** Opening Document excerpt block **

Pearls Of Wisdom - Preview

Five runners - five lessons they wished they'd learnt before they started


Posted: 24 September 2004
by Rob Spedding

When you set out as a runner, you’ll find that you have many more questions than answers. Am I too slow? How do I get faster? What can I do to stop it hurting? How long will it take before I get better? And there will definitely be times when you think you’ll never find the solutions you’re looking for. Don’t despair.

Running is a little like driving – the more you do it, the more you learn. That’s why we decided to speak to runners of varying vintages and experience and ask them what they wish they’d known before taking their first running steps. The lessons they’ve learned will apply to you too and put your mind at rest.

If you're a Runner's World UK magazine subscriber, you can see all 20 here. Otherwise, enjoy these 5 as a preview - and if you want to subscribe, you can save 30% right here.

Dr Patrick Milroy
Years Running 47
Listen to your body
It may sound odd coming from a doctor, but the knowledge that would have most helped my initiation into running would be to have understood my body and the messages it sent to my brain. All too often I ignored little niggles in order to complete an extra mile in training. If I had spent a little less time running in those early days, and a bit more time resting and stretching my back and lower limbs, it probably would have helped prevent a multitude of injuries.

Paul Magner
Years Running 35
Variety is the spice of life
It’s easy to get stuck in a rut, and become a habitual runner. You can find yourself following the same routine week-in-week-out, and repeating exactly the same runs and sessions on the same day of each week. While that may feel comfortable and familiar, it’s not actually the best way to improve. Mix up your training, try new sessions, enter races of wildly varying distances and you’ll be a better runner.

Peter Hamilton
Years Running 45
Take Preventative Measures
I’m now a veteran runner and still enjoying it enough to probably fulfil my wife’s prediction of me being the “fittest man in the graveyard”, but I think I’d be fitter still had I stretched more, not scoffed at the benefit of gym-work for core strength and building up muscles such as my quads, and realised the importance of identifying and rectifying postural imbalances early on, I might have avoided many injuries and even knee surgery.

Ross Preston
Years Running 13
Plan ahead
When I started out I simply ran purely for the sake of it. I’d pull on my shoes, trot along for a bit and then head home. I enjoyed it, and I soon became fitter, but then the improvement stopped. I realised I needed a target, a tangible goal to aim for. Once I’d picked a goal race, I started to follow a schedule and added structure to my training. Every session had a reason behind it. Surprisingly, I found that running to a plan was really enjoyable and I started to improve all over again.

Gordon Newlands
Years Running 5
Join a club
Joining a running club, in my case Dulwich Runners in London, made me realise just how much fun running can be, and how useful the support of a club is. A club can provide you with as much or as little competition as you want, a big incentive to go training when you’d otherwise spend the evening in front of the TV or in the pub, a whole new bunch of friends (some of them quite eccentric), great camaraderie at team events and access to a wealth of information.

** Closing Document excerpt block **

[Exercise]
From the running article, output the passage starting with "If you're a" and going on through "30% right here.". The material that comes next has no connection to the running article.

** Opening Provided information block **

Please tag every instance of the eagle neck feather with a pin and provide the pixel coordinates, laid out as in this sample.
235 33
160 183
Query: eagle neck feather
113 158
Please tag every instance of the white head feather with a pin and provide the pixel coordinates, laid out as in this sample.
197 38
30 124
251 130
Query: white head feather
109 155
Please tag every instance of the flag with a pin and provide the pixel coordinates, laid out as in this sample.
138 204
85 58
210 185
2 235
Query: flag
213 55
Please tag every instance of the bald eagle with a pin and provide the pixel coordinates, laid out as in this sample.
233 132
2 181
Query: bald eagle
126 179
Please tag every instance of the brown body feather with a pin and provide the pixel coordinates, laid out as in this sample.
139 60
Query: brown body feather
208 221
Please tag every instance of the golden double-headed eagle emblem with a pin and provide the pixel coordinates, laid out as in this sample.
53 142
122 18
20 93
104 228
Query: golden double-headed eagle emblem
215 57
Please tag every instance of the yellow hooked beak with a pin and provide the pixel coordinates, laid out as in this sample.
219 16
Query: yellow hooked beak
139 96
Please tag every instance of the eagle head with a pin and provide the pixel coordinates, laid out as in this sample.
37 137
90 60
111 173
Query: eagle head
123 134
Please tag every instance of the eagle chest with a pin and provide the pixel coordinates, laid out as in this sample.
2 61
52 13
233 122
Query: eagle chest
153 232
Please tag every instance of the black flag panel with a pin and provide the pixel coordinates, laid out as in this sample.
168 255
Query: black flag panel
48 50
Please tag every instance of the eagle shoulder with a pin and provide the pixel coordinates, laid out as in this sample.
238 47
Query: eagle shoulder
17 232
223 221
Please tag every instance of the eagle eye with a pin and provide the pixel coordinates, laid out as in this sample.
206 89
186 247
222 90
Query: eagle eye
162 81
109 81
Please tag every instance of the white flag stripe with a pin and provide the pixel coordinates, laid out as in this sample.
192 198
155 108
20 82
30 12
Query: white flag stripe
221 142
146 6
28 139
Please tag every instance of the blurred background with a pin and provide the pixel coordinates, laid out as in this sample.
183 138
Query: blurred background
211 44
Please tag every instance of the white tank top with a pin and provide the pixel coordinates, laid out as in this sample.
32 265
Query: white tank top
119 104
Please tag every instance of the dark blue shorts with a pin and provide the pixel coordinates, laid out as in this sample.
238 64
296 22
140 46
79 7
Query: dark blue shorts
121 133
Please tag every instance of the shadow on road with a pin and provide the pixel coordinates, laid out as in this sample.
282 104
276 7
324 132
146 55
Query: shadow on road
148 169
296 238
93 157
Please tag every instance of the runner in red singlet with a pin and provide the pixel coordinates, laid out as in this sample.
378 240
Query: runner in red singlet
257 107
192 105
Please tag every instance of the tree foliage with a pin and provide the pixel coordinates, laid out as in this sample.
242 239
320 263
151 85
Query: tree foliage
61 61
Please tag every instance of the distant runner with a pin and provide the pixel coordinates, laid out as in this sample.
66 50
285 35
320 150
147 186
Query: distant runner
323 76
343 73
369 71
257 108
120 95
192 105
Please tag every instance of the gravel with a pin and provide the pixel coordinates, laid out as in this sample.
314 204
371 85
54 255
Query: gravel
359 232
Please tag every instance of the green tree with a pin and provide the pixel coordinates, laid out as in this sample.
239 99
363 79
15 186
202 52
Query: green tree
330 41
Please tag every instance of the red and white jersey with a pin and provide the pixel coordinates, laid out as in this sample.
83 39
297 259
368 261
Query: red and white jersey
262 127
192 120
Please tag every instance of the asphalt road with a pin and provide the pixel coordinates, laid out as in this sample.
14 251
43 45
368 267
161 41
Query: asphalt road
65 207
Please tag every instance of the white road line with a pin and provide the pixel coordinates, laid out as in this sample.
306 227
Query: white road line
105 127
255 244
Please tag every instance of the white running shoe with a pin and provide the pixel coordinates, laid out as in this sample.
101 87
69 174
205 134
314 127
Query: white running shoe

** Closing Provided information block **

[Answer space]
If you're a Runner's World UK magazine subscriber, you can see all 20 here. Otherwise, enjoy these 5 as a preview - and if you want to subscribe, you can save 30% right here.